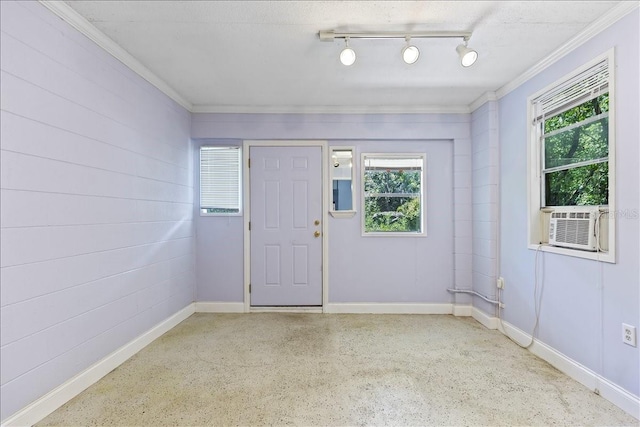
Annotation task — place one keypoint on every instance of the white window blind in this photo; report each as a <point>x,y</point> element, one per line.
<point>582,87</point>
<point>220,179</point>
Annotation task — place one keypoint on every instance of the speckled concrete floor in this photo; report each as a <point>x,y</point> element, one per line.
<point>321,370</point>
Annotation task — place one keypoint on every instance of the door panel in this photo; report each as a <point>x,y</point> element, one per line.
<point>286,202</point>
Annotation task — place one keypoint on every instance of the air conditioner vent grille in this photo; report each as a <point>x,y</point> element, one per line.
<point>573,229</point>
+-------+
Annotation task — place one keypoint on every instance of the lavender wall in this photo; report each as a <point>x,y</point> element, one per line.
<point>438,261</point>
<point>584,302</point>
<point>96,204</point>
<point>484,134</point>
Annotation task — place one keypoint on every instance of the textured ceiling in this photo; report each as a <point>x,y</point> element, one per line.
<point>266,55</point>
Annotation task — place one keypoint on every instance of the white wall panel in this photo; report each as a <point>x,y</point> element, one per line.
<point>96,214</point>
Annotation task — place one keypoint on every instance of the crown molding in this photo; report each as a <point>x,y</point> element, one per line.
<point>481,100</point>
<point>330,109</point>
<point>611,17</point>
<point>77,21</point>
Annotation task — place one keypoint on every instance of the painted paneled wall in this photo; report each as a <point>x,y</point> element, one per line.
+-------+
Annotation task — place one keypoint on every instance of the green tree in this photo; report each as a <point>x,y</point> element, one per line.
+-------+
## [Written problem]
Lay out the records between the lines holding "of the lavender" and "<point>77,21</point>", inclusive, as a two-column CSV with the header text,answer and one row per record. Put each field in double quotes and replace any line breaks with spaces.

## [Worked solution]
text,answer
"Annotation task — place one keypoint on every instance of the lavender wall in this photo; report each as a <point>x,y</point> element, one per line.","<point>438,261</point> <point>584,302</point> <point>96,204</point> <point>484,134</point>"
"Annotation task — place one keypoint on every instance of the textured ceiling in this photo; report each as a <point>x,y</point> element, one per line.","<point>266,55</point>"
"Annotation task — place one keypoint on every instance of the white wall panel in this photo; report each as a <point>x,y</point> element, one per line.","<point>96,214</point>"
"Annotation task — place one keypoint on every instance of the crown molding in this photo; report each as a <point>x,y</point> element, one per line.","<point>481,100</point> <point>330,109</point> <point>611,17</point> <point>77,21</point>"